---------- THE RECORDS
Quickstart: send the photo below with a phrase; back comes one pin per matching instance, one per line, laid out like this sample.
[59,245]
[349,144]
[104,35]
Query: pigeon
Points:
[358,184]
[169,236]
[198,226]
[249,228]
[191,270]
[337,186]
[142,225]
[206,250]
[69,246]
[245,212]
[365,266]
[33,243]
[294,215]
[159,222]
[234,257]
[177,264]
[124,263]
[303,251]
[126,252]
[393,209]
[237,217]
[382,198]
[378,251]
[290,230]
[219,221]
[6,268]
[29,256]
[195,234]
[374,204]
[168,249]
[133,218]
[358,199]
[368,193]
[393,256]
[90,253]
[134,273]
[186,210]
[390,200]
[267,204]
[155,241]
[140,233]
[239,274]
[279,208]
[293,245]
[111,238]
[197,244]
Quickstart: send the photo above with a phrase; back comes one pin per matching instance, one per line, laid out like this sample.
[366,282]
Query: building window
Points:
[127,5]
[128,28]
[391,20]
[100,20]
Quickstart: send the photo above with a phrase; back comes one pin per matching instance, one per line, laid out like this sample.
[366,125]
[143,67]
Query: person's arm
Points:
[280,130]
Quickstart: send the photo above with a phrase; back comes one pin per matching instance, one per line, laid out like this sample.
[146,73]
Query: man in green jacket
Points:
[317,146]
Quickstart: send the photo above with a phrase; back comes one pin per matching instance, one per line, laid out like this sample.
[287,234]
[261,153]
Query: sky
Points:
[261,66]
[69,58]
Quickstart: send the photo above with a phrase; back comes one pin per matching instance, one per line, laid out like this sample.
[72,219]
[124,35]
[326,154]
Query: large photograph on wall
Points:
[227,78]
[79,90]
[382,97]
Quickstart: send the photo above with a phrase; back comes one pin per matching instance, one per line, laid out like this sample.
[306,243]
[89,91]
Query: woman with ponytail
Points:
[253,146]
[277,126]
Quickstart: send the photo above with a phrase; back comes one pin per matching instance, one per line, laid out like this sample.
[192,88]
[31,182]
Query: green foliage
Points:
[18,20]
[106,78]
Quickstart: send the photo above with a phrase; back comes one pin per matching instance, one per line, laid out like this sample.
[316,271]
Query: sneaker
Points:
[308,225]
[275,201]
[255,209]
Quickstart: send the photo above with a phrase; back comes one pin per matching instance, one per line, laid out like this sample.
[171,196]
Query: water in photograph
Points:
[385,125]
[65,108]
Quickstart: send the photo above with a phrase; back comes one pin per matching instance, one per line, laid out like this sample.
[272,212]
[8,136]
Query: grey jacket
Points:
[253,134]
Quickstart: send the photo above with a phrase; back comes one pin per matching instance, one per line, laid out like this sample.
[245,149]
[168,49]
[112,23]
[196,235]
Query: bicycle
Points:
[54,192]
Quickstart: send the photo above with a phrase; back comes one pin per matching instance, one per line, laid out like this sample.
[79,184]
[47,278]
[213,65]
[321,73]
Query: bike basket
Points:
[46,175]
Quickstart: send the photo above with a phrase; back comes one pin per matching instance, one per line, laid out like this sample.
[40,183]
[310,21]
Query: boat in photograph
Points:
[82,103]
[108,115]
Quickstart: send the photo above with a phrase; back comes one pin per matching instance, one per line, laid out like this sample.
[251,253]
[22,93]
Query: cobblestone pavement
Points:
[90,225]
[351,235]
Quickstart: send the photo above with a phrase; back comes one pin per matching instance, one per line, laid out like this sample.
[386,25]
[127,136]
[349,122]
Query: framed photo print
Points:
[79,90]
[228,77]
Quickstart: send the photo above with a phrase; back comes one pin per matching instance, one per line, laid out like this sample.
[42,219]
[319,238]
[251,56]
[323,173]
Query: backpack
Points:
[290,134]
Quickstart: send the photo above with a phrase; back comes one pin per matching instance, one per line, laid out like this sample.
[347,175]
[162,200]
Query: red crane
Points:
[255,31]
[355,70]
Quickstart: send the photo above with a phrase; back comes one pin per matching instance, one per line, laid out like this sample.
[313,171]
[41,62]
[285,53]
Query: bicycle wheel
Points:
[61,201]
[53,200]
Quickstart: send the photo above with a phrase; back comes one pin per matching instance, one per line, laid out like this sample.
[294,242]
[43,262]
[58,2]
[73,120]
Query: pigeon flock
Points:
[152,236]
--------------------
Take the entries above and transcribe them exactly as they stand.

Quickstart: send the photo below with a phrase; back comes one pin per matching instance, one per line, laid out like this sample.
[59,245]
[349,144]
[104,35]
Query: pigeon
Points:
[358,184]
[169,236]
[198,226]
[249,228]
[191,270]
[337,186]
[142,225]
[206,250]
[69,246]
[245,212]
[365,266]
[33,243]
[294,215]
[159,222]
[234,257]
[177,264]
[124,263]
[303,251]
[126,252]
[393,209]
[237,217]
[382,198]
[378,251]
[290,230]
[219,221]
[6,268]
[29,256]
[195,234]
[374,204]
[168,249]
[133,218]
[358,199]
[368,193]
[393,256]
[90,253]
[134,273]
[186,210]
[390,200]
[267,204]
[155,241]
[140,233]
[239,274]
[279,208]
[293,245]
[111,238]
[197,244]
Quickstart: send the photo above with a phrase; back comes one pin per matching instance, one per line, laid out like this sample.
[366,282]
Query: building window
Points:
[127,5]
[128,28]
[391,20]
[100,20]
Quickstart: send the photo above with a phrase; back comes one pin per matching instance, one per line, laid out like this sample.
[366,125]
[143,67]
Query: person's arm
Points:
[280,130]
Quickstart: send the photo above with a phrase; back comes one pin per matching instance, one per line, laid out like this sample.
[146,73]
Query: man in green jacket
Points:
[317,146]
Quickstart: send the photo above with a phrase; back comes one pin per matching instance, one per line, laid out like this sample.
[287,234]
[261,153]
Query: sky
Points:
[261,66]
[69,58]
Quickstart: send the photo above with a phrase; back comes one pin per matching instance, one per line, laid out like this sample.
[72,219]
[124,35]
[326,154]
Query: large photograph on wall
Points:
[227,78]
[79,90]
[382,97]
Quickstart: send the photo above with a phrase; back comes one pin per matching instance, one per line, laid out like this sample.
[306,243]
[89,91]
Query: woman with ponytail
Points:
[253,146]
[277,126]
Quickstart: send the photo above with a phrase; back comes one pin per matching instance, one per line, laid out like this sample.
[192,88]
[31,182]
Query: green foliage
Points:
[18,20]
[106,78]
Quickstart: send the photo above with a phrase; back comes one pin per matching instance, one per line, laid out like this sample.
[316,271]
Query: sneaker
Points:
[308,225]
[275,201]
[255,209]
Quickstart: send the photo above with a phrase; back comes one pin per matching instance, one per line, laid out like this sample.
[171,196]
Query: water in photograph
Points:
[385,125]
[65,108]
Quickstart: send the photo above with a phrase; back comes one pin per matching instance, one per line, laid out like this sample.
[272,212]
[8,136]
Query: grey jacket
Points:
[253,134]
Quickstart: send the photo above with a phrase; back comes one pin per matching instance, one per line, laid out like this sample.
[245,149]
[168,49]
[112,23]
[196,235]
Query: bicycle
Points:
[54,192]
Quickstart: send the photo above with a phrase; back comes one pin per matching instance, one per line, laid out like this sample.
[79,184]
[47,278]
[213,65]
[321,73]
Query: bike basket
Points:
[46,175]
Quickstart: send the photo above with a phrase; back comes one pin per matching instance, one per line, laid out like this sample.
[40,183]
[310,21]
Query: boat in photograph
Points:
[82,103]
[108,115]
Quickstart: send the photo above with a phrase; back comes one pin per matching instance, one per line, laid out like this sample.
[251,253]
[22,93]
Query: cobblestone pavement
Points:
[90,225]
[351,235]
Quickstart: send the photo above with a phrase; back comes one pin per matching instance, one per line, laid out like this sample.
[386,25]
[127,136]
[349,122]
Query: framed photo print
Points:
[79,90]
[228,77]
Quickstart: send the photo above with a phrase; back comes one pin per matching instance, one per line, laid out like this sample.
[42,219]
[319,238]
[251,56]
[323,173]
Query: backpack
Points:
[290,134]
Quickstart: send the photo above with a phrase; back comes one pin per matching instance, one per line, laid out like this sample.
[347,175]
[162,200]
Query: red crane
Points:
[255,31]
[355,70]
Quickstart: send the photo above with a phrase; back comes one pin per matching instance, one per line, laid out like this sample.
[313,171]
[41,62]
[285,53]
Query: bicycle wheel
Points:
[61,201]
[53,200]
Quickstart: send the photo above with a phrase; back comes one pin per matching instance, one per line, laid out like this sample.
[294,242]
[43,262]
[58,2]
[73,120]
Query: pigeon flock
Points:
[152,236]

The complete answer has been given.